#### [EXERCISE MATERIAL]
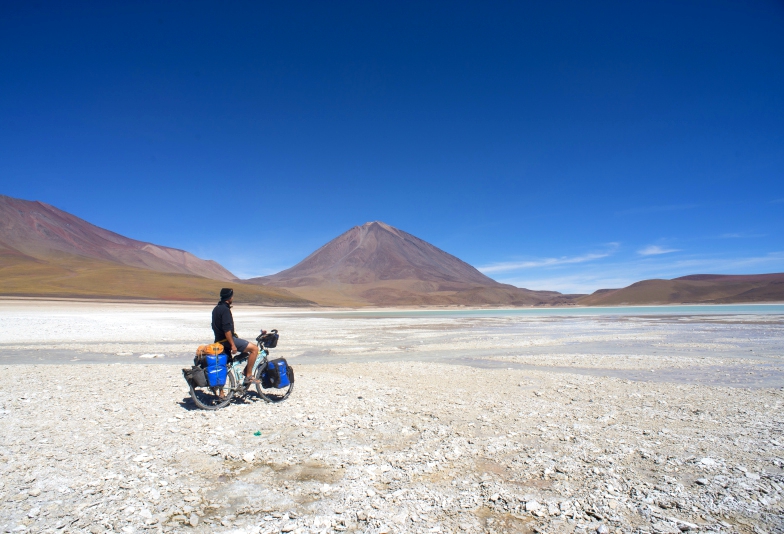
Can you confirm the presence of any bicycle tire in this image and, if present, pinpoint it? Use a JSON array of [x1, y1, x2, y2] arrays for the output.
[[189, 369, 237, 410]]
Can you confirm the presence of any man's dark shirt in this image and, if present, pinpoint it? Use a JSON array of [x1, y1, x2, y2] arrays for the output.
[[212, 300, 234, 341]]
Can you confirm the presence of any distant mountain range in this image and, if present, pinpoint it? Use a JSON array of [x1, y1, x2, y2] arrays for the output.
[[575, 273, 784, 306], [246, 221, 569, 306], [0, 195, 312, 305], [0, 195, 784, 307]]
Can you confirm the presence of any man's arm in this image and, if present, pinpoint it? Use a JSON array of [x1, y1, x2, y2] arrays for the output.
[[224, 330, 237, 354]]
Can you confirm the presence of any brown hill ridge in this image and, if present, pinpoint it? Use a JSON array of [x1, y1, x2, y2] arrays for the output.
[[577, 273, 784, 306], [0, 195, 237, 280], [0, 195, 313, 306], [247, 221, 569, 306]]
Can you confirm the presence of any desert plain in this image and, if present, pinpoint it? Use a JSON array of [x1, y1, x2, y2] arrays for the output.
[[0, 299, 784, 534]]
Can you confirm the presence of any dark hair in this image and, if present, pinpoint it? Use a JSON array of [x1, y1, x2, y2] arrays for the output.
[[221, 287, 234, 300]]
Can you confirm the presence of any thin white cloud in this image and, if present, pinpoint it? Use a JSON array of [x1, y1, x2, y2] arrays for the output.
[[479, 251, 612, 274], [617, 204, 699, 215], [719, 232, 767, 239], [637, 245, 680, 256], [498, 251, 784, 293]]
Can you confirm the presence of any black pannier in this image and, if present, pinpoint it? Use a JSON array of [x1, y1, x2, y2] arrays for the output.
[[182, 365, 207, 388], [261, 330, 279, 349]]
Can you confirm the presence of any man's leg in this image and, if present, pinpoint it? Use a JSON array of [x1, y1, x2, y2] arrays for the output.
[[245, 343, 259, 378]]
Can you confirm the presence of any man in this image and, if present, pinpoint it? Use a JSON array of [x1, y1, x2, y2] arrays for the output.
[[212, 287, 265, 386]]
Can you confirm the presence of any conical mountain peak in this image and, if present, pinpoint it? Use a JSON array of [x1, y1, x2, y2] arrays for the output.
[[251, 221, 560, 305]]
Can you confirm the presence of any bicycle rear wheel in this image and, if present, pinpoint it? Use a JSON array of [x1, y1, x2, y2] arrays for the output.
[[256, 362, 294, 403], [190, 368, 237, 410]]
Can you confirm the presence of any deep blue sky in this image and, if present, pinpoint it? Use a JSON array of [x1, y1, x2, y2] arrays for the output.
[[0, 0, 784, 291]]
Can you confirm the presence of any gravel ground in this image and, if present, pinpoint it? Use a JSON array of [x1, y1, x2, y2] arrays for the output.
[[0, 362, 784, 533], [0, 301, 784, 534]]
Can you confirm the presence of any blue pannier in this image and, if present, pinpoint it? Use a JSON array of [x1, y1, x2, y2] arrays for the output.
[[261, 358, 291, 389], [207, 354, 227, 388]]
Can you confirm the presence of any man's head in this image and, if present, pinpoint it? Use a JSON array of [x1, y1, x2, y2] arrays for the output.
[[221, 287, 234, 304]]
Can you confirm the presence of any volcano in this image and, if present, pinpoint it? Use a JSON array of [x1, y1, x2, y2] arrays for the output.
[[246, 221, 569, 306]]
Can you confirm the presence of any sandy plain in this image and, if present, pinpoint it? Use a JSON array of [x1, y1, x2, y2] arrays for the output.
[[0, 300, 784, 534]]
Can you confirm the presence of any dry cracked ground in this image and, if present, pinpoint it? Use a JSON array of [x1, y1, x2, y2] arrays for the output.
[[0, 361, 784, 533]]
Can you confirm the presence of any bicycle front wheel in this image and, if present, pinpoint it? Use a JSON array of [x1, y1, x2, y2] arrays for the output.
[[190, 368, 237, 410]]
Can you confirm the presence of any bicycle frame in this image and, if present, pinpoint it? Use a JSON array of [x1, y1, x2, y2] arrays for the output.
[[228, 348, 269, 391]]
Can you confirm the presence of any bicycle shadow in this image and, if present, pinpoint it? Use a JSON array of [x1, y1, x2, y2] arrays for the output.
[[177, 391, 267, 412]]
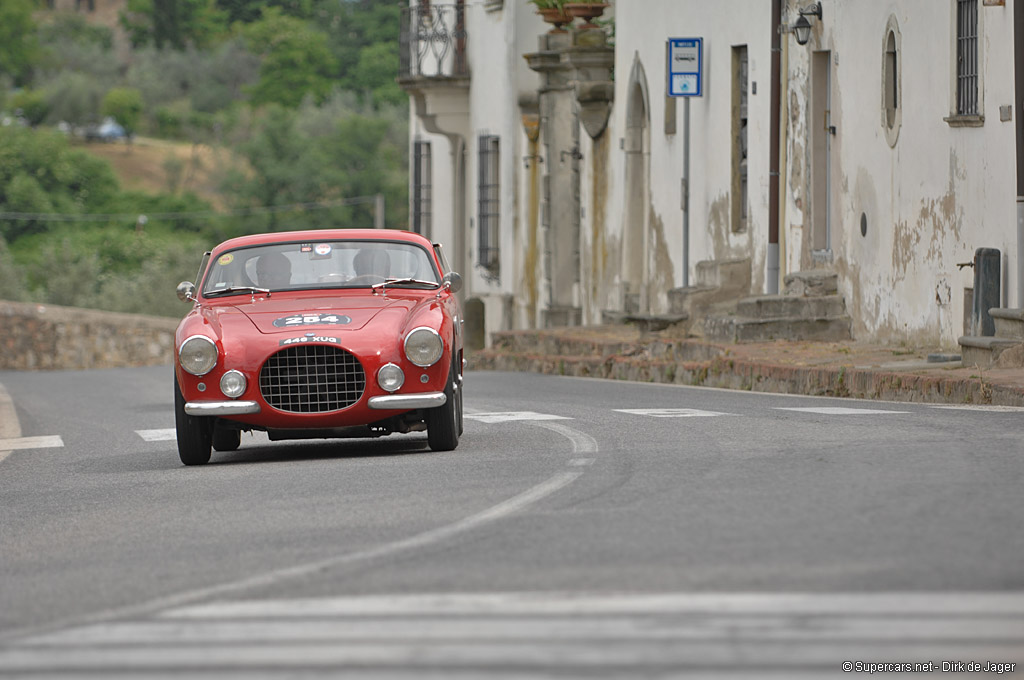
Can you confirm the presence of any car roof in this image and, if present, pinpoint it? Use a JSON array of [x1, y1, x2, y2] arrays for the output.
[[214, 229, 432, 256]]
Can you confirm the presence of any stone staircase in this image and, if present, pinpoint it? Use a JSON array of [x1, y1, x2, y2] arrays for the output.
[[703, 270, 852, 342], [467, 325, 725, 382], [669, 259, 751, 332], [957, 307, 1024, 369]]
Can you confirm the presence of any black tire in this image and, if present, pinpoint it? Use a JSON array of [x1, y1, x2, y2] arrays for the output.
[[174, 378, 213, 465], [213, 423, 242, 451], [456, 360, 466, 436], [427, 360, 461, 451]]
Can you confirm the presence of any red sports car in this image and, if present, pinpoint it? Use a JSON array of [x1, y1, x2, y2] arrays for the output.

#### [REQUIRED TASK]
Please give all the lines above as a numbered list, skipping blank lines and leaving the pictures out.

#### [SOLUTION TO THIS EXERCISE]
1. Can you confirm the presence of any bicycle tire in this image and, if present, pinpoint it? Use a JSON array of [x1, y1, x2, y2] arrays for the output.
2. [[189, 369, 237, 410]]
3. Can you confirm the presence of any man's dark shirt in this image and, if present, pinpoint it? Use a JSON array of [x1, y1, x2, y2] arrays for the output.
4. [[212, 300, 234, 341]]
5. Can you confirm the presence of any distant mountain range in this image and, if present, pinpoint it? Use a JSON array of [x1, y1, x2, y2] arrays for the output.
6. [[575, 273, 784, 306], [246, 221, 569, 306], [0, 195, 312, 305], [0, 195, 784, 307]]
7. Can you confirm the presence of any man's arm in this image and, if present, pinpoint it? Use a JSON array of [x1, y1, x2, y2] arrays for the output.
8. [[224, 330, 237, 354]]
9. Can you confirm the presence of any brown hill ridge in this image and, if present, pinpoint it? Use a JSON array of [x1, y1, x2, y2] arrays for the output.
10. [[577, 273, 784, 306], [0, 195, 237, 280], [0, 195, 313, 306], [247, 221, 569, 306]]
11. Can you confirm the presence of any desert plain in this image and, if present, pinpoint it? Use a JSON array of [x1, y1, x2, y2] arrays for the output.
12. [[0, 299, 784, 534]]
13. Can you confirm the presence of any dark hair in this image and, if present, pinpoint it? Use a JSON array of [x1, y1, x2, y2] arrays for the output.
14. [[221, 287, 234, 300]]
15. Can you confirm the presence of any thin white cloud in this image and, if present, pinpoint it? Use a JSON array of [x1, y1, x2, y2] arrays for the output.
16. [[479, 251, 612, 274], [617, 204, 699, 215], [719, 232, 767, 239], [637, 245, 680, 256], [498, 251, 784, 293]]
17. Can you confirm the presence of any black pannier in this image and, if present, pinpoint it? Use a JSON array of [x1, y1, x2, y2] arrays for the output.
18. [[182, 365, 207, 388], [261, 330, 279, 349]]
19. Can you confirm the presence of any man's leg in this image and, if present, pinpoint it? Use a JSON array of [x1, y1, x2, y2] arrays for the output.
20. [[245, 343, 259, 378]]
21. Can you confirm the presence of any man in this image and, if present, pinpoint it? Use a JSON array of [x1, y1, x2, y2] arrays for the output.
22. [[212, 287, 265, 386]]
23. Can you confirm the presence of any conical mountain peak in this image and, if present, pinpoint it? Use a JSON array of [x1, y1, x2, y2] arrays for the output.
24. [[251, 221, 560, 305]]
25. Can you confirm the presence of any bicycle rear wheel in this image and, if present, pinpoint it? Use a JSON array of [x1, y1, x2, y2] arrays for the output.
26. [[256, 362, 294, 403], [190, 368, 237, 410]]
27. Can you confirm the presence of any deep blue sky in this image and, if present, pinpoint it? Use a JSON array of [x1, y1, x2, y2] arrays for the output.
28. [[0, 0, 784, 291]]
29. Can you confirm the presence of any gravel ground in this image and, if present, pinpoint it? Use a JSON array of [x1, y1, x2, y2] arrays for the output.
30. [[0, 362, 784, 533], [0, 301, 784, 534]]
31. Can you confirm the presence of any blue pannier in this image and, if present, pinpoint it? Use a JSON array of [x1, y1, x2, y2] arrays for the output.
32. [[261, 358, 291, 389], [207, 354, 227, 388]]
33. Can you confirm the presence of any man's head in this image and, if present, pinpoint it? Use a JSON array of [x1, y1, x2, y2] arrays for the output.
34. [[221, 287, 234, 304]]
35. Can you confirm the presence of any volcano in this image and, if present, pinpoint it? Use a JSON array of [x1, y1, x2, y2] arrays for the output.
36. [[246, 221, 569, 306]]
37. Can you confirm the presence of any sandy plain in this image and, if present, pinpoint it? Use a JSON array of [x1, y1, x2, y2] arrays for the output.
38. [[0, 300, 784, 534]]
39. Can you confirm the presence of any dry cracked ground in this image and, if present, pinpoint it? Use a JSON array of [x1, y1, x2, y2] arrays for the output.
40. [[0, 361, 784, 533]]
41. Can you confirm the presence of any bicycle front wheel in this image and, if present, pinpoint it? Use a JSON array of [x1, y1, x2, y2] arrays for the output.
42. [[190, 368, 237, 410]]
43. Can you confirm the presence of any bicycle frame in this image and, if present, pinpoint it? Use a JSON array of [x1, y1, x2, y2] arrays for the output.
44. [[228, 348, 269, 391]]
45. Can you confirm the presence of any bicycle shadow in this image and, if present, pinpoint it? Use a JSON array of [x1, y1, x2, y2] arrays for the output.
46. [[177, 391, 267, 412]]
47. Can you confirm the presence of any car roof in this image and, if present, pinpoint it? Use a JSON array of [x1, y1, x2, y2] arrays for the output.
48. [[214, 229, 432, 256]]
49. Can you confirm the presence of any stone staircase in this image and, if present, pinpoint it? Use a JSON array of [x1, y1, x2, y2] arrays for the output.
50. [[703, 270, 852, 342], [467, 325, 725, 382], [669, 259, 751, 332], [957, 307, 1024, 369]]
51. Can you confirm the presence of any black tire in this image and, if present, pinpoint it? Use a JSON array of [x1, y1, x2, y2] arrays for the output.
52. [[174, 378, 213, 465], [213, 423, 242, 451], [456, 360, 466, 436], [427, 360, 461, 451]]
53. Can you confirm the presence of any red sports car in this image and, if present, pinpoint it? Use a JSON array of [x1, y1, x2, y2] arrays for the output.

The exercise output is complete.